What the task requires: Convert the rows, from the line containing "Point out the crouching" through the end of the rows, into a two-column CSV with the columns "prompt" and "points". Each row should hold its text and its answer, each in one quoted field with line breaks replaced by spaces, and leave out the pictures.

(Excerpts from location labeling data)
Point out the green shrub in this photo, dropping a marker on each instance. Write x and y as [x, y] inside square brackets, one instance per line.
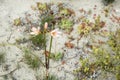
[107, 2]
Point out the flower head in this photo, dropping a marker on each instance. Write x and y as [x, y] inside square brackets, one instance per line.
[45, 25]
[35, 31]
[55, 33]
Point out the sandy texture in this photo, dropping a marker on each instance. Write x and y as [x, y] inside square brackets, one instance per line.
[12, 9]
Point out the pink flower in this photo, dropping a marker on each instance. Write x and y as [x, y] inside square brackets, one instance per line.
[55, 33]
[35, 31]
[45, 25]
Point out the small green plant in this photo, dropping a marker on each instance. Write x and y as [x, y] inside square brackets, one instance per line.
[107, 2]
[56, 56]
[31, 60]
[86, 69]
[38, 40]
[86, 26]
[17, 22]
[66, 24]
[41, 6]
[2, 57]
[51, 77]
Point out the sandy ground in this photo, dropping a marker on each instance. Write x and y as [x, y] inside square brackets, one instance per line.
[12, 9]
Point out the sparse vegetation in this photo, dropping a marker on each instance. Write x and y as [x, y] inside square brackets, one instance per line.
[31, 60]
[2, 57]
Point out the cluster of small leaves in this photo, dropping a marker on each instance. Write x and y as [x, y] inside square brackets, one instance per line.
[104, 60]
[86, 70]
[31, 60]
[86, 26]
[51, 77]
[2, 57]
[114, 43]
[56, 14]
[107, 2]
[38, 40]
[56, 56]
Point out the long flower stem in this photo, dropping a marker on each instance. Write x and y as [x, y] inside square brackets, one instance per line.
[46, 58]
[50, 50]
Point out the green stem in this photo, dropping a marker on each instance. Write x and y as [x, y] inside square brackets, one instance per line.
[46, 58]
[50, 50]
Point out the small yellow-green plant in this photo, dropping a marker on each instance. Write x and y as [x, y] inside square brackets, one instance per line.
[30, 59]
[41, 6]
[56, 56]
[51, 77]
[66, 24]
[38, 40]
[86, 26]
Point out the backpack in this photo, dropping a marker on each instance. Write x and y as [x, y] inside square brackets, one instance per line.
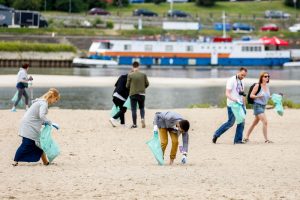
[249, 99]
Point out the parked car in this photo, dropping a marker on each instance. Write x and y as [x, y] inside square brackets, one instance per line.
[242, 27]
[276, 14]
[98, 11]
[177, 13]
[219, 26]
[269, 27]
[144, 12]
[295, 28]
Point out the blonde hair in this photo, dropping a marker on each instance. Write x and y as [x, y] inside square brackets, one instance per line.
[52, 93]
[262, 74]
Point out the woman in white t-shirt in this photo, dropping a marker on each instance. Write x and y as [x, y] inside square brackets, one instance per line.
[22, 84]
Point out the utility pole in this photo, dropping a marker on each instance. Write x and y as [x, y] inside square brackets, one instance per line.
[70, 6]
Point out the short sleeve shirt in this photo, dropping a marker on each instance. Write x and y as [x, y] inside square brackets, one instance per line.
[235, 85]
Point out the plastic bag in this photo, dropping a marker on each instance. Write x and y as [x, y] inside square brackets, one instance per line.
[114, 110]
[127, 103]
[238, 112]
[49, 146]
[155, 147]
[277, 99]
[15, 98]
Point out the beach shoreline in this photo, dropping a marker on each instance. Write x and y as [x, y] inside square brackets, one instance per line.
[98, 161]
[104, 81]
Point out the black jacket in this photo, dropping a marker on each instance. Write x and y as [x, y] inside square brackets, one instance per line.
[121, 86]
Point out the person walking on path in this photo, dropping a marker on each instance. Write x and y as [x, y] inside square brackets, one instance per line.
[137, 82]
[234, 93]
[120, 95]
[260, 101]
[30, 129]
[22, 84]
[173, 123]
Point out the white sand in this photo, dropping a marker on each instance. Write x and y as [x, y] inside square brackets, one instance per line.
[101, 162]
[79, 81]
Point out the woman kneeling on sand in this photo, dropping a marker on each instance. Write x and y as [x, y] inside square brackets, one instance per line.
[31, 124]
[261, 95]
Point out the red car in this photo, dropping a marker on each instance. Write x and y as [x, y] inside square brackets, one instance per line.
[269, 27]
[98, 11]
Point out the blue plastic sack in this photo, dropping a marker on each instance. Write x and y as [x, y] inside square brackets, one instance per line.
[49, 146]
[15, 98]
[114, 110]
[277, 99]
[127, 103]
[155, 147]
[238, 112]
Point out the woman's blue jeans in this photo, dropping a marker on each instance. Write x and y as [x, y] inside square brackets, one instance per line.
[239, 129]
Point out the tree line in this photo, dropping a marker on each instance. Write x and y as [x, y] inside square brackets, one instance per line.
[84, 5]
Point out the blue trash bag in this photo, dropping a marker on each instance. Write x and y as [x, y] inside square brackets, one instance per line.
[238, 112]
[155, 147]
[277, 99]
[15, 98]
[49, 146]
[127, 103]
[114, 110]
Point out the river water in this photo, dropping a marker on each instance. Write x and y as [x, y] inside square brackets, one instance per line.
[159, 98]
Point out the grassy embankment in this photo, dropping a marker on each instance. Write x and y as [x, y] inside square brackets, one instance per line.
[18, 46]
[222, 104]
[236, 12]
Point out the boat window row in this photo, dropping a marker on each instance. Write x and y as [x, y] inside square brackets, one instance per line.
[251, 48]
[188, 48]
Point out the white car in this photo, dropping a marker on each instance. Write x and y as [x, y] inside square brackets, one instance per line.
[295, 28]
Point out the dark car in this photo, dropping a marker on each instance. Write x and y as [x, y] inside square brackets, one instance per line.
[242, 27]
[98, 11]
[177, 13]
[144, 12]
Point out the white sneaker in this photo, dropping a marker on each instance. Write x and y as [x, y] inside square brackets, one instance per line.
[113, 122]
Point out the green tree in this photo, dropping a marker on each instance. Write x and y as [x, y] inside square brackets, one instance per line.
[27, 4]
[76, 5]
[291, 3]
[207, 3]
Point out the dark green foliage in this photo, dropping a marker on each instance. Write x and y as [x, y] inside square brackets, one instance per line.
[120, 3]
[158, 1]
[96, 4]
[291, 3]
[27, 4]
[207, 3]
[76, 5]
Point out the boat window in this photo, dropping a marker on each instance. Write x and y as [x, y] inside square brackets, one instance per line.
[148, 47]
[127, 47]
[189, 48]
[169, 48]
[105, 45]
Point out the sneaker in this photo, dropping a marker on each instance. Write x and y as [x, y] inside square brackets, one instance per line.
[113, 122]
[133, 126]
[143, 123]
[214, 140]
[245, 140]
[239, 142]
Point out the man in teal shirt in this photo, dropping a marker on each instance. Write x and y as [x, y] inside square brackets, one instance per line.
[137, 82]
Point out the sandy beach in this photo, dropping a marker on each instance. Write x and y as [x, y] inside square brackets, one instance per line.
[101, 162]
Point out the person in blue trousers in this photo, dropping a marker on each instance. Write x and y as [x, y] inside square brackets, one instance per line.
[234, 93]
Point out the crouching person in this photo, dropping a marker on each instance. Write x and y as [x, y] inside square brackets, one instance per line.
[30, 129]
[174, 124]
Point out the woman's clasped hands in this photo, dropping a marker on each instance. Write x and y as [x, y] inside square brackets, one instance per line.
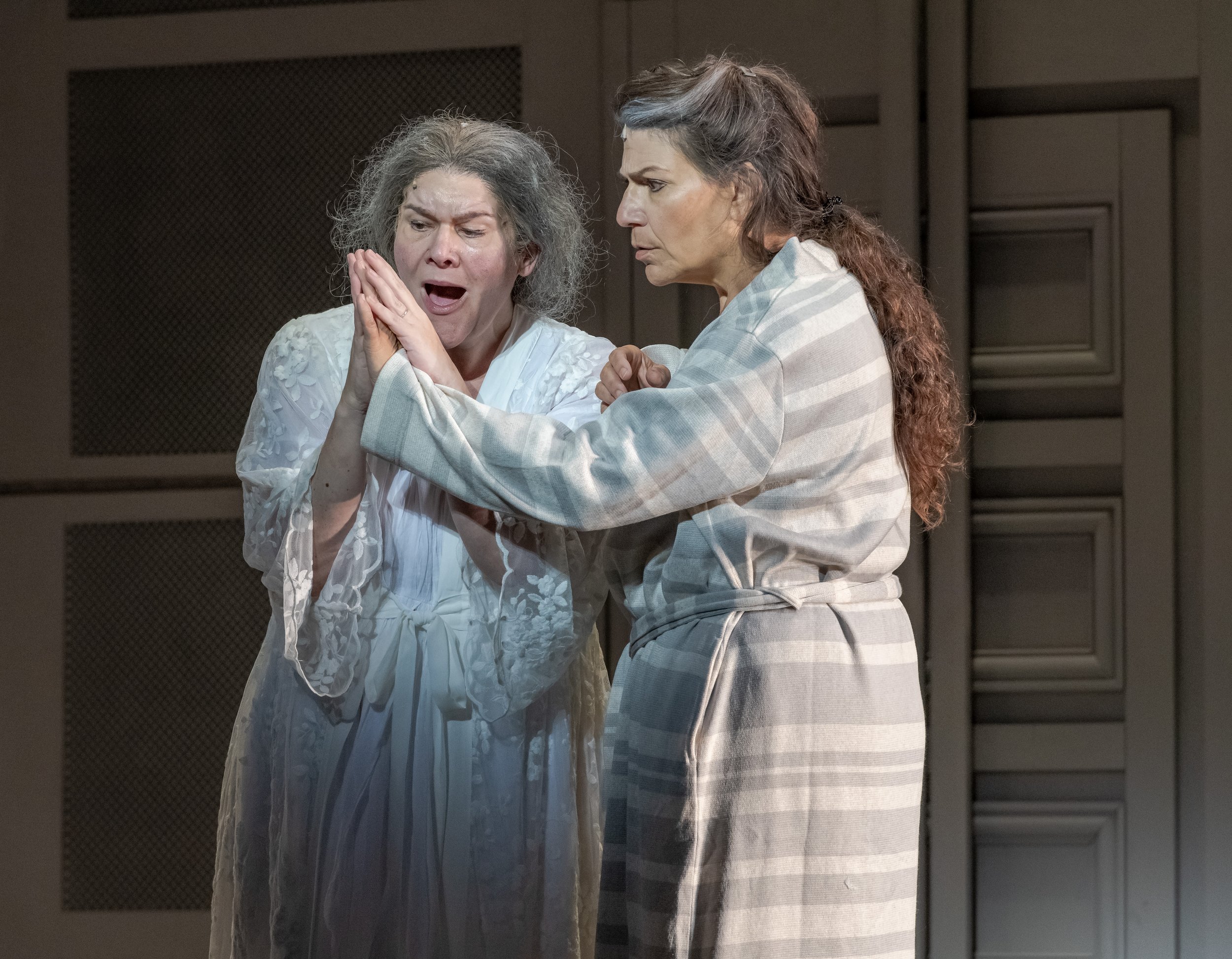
[387, 318]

Solution:
prompt,points
"Point out the crouching person in this photo, dropping a marker on each instance. Write x and y as [x, y] inside square brackets, one instance per line.","[30, 129] [174, 124]"
"Point out the woman's clasped hands in this photo, dropping a marker on each instance. Write x and y as [x, y] inside square brackets, one instance per line.","[387, 318]"